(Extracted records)
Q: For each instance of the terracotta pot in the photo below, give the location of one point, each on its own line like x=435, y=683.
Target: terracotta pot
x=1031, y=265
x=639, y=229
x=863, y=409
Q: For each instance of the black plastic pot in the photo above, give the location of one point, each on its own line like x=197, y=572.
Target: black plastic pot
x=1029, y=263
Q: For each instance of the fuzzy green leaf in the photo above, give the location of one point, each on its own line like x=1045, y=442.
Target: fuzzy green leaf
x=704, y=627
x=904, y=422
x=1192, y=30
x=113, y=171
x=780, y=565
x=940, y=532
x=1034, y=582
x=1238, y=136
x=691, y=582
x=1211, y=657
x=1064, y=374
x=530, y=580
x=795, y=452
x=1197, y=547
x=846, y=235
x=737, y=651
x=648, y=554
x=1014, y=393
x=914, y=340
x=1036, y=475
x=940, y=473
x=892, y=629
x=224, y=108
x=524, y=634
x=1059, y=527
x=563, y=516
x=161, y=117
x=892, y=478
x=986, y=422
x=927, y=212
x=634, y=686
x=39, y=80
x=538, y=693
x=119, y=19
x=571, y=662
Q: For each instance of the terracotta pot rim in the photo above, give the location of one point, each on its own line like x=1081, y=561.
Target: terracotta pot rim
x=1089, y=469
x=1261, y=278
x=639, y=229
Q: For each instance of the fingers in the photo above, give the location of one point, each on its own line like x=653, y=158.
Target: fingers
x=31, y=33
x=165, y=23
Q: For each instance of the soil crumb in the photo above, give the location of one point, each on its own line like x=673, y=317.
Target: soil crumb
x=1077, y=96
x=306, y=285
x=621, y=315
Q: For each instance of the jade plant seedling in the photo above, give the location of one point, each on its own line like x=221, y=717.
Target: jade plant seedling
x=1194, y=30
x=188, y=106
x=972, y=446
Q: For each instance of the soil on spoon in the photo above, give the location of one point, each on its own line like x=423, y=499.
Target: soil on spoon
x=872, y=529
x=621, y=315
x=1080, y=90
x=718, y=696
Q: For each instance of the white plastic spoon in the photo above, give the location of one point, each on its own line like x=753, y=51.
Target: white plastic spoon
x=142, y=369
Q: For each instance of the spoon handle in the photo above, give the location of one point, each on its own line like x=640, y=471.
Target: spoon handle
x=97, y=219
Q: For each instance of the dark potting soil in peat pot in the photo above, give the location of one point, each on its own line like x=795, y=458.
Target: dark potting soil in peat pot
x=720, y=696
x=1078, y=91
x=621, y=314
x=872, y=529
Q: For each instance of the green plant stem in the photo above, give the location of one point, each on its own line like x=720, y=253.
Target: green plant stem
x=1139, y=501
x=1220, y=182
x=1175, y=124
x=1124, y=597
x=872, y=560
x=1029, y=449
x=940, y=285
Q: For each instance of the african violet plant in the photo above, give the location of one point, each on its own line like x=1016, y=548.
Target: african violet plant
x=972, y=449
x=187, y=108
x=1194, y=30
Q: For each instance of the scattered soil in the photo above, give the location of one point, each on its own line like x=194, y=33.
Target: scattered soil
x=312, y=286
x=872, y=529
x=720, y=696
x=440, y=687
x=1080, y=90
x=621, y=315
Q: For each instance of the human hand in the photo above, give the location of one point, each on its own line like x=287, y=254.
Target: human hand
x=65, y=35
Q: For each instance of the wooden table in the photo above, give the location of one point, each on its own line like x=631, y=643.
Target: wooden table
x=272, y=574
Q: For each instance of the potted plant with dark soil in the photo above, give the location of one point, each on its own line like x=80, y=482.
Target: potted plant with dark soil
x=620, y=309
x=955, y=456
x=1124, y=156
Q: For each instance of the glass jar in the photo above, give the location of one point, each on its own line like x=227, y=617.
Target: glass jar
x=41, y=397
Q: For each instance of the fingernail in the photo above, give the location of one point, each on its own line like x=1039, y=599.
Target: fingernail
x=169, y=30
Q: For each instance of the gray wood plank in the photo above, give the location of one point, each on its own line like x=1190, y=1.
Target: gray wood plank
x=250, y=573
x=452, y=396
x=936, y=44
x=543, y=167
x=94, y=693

__Task instructions__
Taking the entries above, restate exactly those lines that fall between the line with "Target: green plant stem" and the line with "Q: For each instance of the wooden", keeping both of those lines too.

__Written answer__
Target: green plant stem
x=1139, y=501
x=1220, y=182
x=1175, y=124
x=1124, y=597
x=872, y=560
x=1029, y=449
x=940, y=285
Q: For each instance of the african violet plant in the photo above, give the location of one point, each on its own line like x=1016, y=548.
Target: african violet plant
x=972, y=449
x=187, y=108
x=1194, y=30
Q: For each instance of the scattered soil in the photo above, give the location of one point, each on its own line like x=194, y=33.
Target: scattered soil
x=312, y=286
x=872, y=529
x=720, y=696
x=440, y=687
x=1080, y=90
x=621, y=315
Q: For each instance of the human hand in the photo above, give the location of one point, each on its own line like x=287, y=254.
Target: human hand
x=65, y=35
Q: For each instance of the wooden table in the photo above, give the location of one point, each on its own line like x=631, y=643.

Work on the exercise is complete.